[Start of section]
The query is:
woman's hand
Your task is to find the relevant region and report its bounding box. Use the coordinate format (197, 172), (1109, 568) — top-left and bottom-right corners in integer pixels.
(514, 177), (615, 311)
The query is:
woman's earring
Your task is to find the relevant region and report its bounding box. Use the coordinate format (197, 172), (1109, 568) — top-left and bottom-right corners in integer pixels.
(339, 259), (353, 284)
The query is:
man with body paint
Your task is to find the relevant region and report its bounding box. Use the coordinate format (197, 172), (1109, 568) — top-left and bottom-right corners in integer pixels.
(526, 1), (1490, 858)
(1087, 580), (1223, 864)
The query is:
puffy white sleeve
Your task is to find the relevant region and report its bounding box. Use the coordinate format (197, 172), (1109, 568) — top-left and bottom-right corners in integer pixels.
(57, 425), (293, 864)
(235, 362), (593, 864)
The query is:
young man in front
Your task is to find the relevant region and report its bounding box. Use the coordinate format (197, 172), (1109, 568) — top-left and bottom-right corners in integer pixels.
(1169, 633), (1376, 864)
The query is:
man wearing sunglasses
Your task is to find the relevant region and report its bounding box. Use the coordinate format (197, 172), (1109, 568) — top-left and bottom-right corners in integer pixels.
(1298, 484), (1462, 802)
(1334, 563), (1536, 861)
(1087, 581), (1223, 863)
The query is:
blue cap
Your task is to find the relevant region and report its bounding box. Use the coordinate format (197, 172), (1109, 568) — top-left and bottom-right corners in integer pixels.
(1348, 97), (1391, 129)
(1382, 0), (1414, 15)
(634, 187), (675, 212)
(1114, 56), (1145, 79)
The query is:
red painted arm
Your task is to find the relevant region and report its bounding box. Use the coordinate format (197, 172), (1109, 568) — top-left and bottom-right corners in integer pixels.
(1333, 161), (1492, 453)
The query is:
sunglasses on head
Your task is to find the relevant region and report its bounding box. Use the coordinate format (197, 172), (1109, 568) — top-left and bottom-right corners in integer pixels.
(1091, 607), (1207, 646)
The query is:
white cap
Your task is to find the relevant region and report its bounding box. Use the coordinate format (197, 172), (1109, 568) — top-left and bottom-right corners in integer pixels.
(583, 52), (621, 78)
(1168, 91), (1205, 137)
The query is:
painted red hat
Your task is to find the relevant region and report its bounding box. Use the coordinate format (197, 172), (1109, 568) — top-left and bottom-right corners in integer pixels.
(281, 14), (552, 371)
[End of section]
What to produce: Lines from the top of the data above through the line containing "man with body paint" must be repeated exactly. All other lines stay out.

Result of this task:
The query is:
woman's hand
Your task is to find the relevant region and report its bounding box. Use the coordinate format (197, 172), (1109, 568) — top-left and bottom-right corners in integer pixels.
(514, 177), (615, 311)
The query is:
woman's earring
Your task is to find the relevant region and report its bounding box. Use the coordinate format (197, 172), (1109, 568) — top-left and bottom-right corners in integer pixels.
(339, 259), (353, 284)
The query is:
man with body paint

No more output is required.